§ What you need to do
Could you find every line in the entries below that holds the word "tree" and copy it?

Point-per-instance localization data
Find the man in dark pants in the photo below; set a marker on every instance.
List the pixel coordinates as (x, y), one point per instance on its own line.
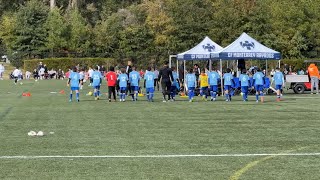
(128, 71)
(166, 79)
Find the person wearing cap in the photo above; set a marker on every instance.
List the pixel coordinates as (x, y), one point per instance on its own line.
(314, 76)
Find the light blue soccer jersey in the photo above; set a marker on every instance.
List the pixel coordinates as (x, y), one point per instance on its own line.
(278, 78)
(258, 78)
(123, 80)
(134, 78)
(96, 76)
(244, 79)
(213, 78)
(74, 79)
(149, 78)
(191, 80)
(227, 79)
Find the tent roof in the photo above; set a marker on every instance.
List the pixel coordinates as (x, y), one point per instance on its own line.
(201, 51)
(245, 47)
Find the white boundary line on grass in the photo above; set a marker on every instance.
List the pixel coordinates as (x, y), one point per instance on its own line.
(161, 156)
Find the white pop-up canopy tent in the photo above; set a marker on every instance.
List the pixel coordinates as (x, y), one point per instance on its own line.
(201, 51)
(245, 47)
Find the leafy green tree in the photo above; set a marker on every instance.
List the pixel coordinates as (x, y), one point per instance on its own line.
(57, 31)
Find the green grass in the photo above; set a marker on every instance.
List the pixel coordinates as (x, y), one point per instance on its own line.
(141, 128)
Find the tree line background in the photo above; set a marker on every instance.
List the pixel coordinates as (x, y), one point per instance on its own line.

§ Response for this exercise
Find the leafy green tree in the photo above; set a marker on every instance.
Find the tree line background in the photo above; set a marker on every instance.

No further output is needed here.